Source text:
[START]

The Dream Thieves

The Dream Thieves

2013 • 439 pages

Ratings191

Average rating4.1

15

Oh, to be wild in the summertime. To eat magic for breakfast and possibility for dessert. To taste immortality at the bottom of a bottle or the tip of a pill. To be seated on top of a roaring engine, to have a bank account like a bottomless pit, to have a well of dreams to build castles for your friends and a prison for yourself.

What it would be, to be a magical teenage boy.

Now that we've set the mood, how about some tunes? Barring actually listening to a symphony of rubber tearing over asphalt, I recommend Kavinsky's OutRun album (preferably “Deadcruiser” or “Testarossa Autodrive,” though Stiefvater slants towards “Blizzard” according to her Tumblr), and we're good to go.

So, Ronan Lynch. This kid's got issues. Still reeling from the horribly violent death of his father and the mandate in the will that's kept him from his childhood home, one of his close friends is a ghost, another made a deal with a magical forest, and the last is revolving around a tenuous future that banks on the location of a centuries dead Welsh King. Meanwhile, Ronan's dreams are becoming reality, many of which are pretty ugly. When he isn't venting his anger through lashing out at his friends and slamming car doors, he's balling his rage into a duel of sexual frustration and combustion engines with Aglionby's resident Buglarian gangster brat, (the aptly named) Joseph Fucking Kavinsky.

[END]

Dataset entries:
[START]

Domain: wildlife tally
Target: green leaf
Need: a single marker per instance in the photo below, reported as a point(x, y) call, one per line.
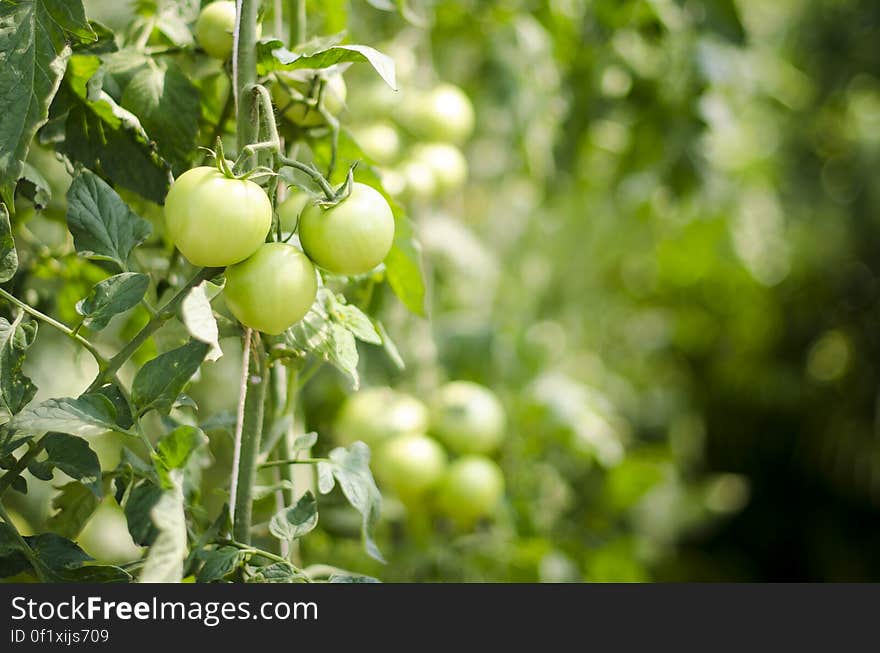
point(403, 266)
point(90, 573)
point(278, 572)
point(294, 522)
point(74, 457)
point(16, 389)
point(305, 442)
point(74, 506)
point(174, 450)
point(56, 551)
point(104, 42)
point(71, 17)
point(62, 560)
point(110, 297)
point(90, 127)
point(34, 45)
point(199, 320)
point(137, 513)
point(158, 383)
point(120, 403)
point(168, 106)
point(218, 564)
point(361, 326)
point(164, 561)
point(8, 257)
point(346, 578)
point(90, 414)
point(317, 333)
point(351, 469)
point(280, 58)
point(390, 347)
point(102, 225)
point(174, 19)
point(9, 543)
point(326, 482)
point(34, 186)
point(19, 484)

[END]

Direction: Translate this sentence from the book review into French: "What it would be, to be a magical teenage boy."

Reply to the exercise: Ce que ce serait, d'être un adolescent magique.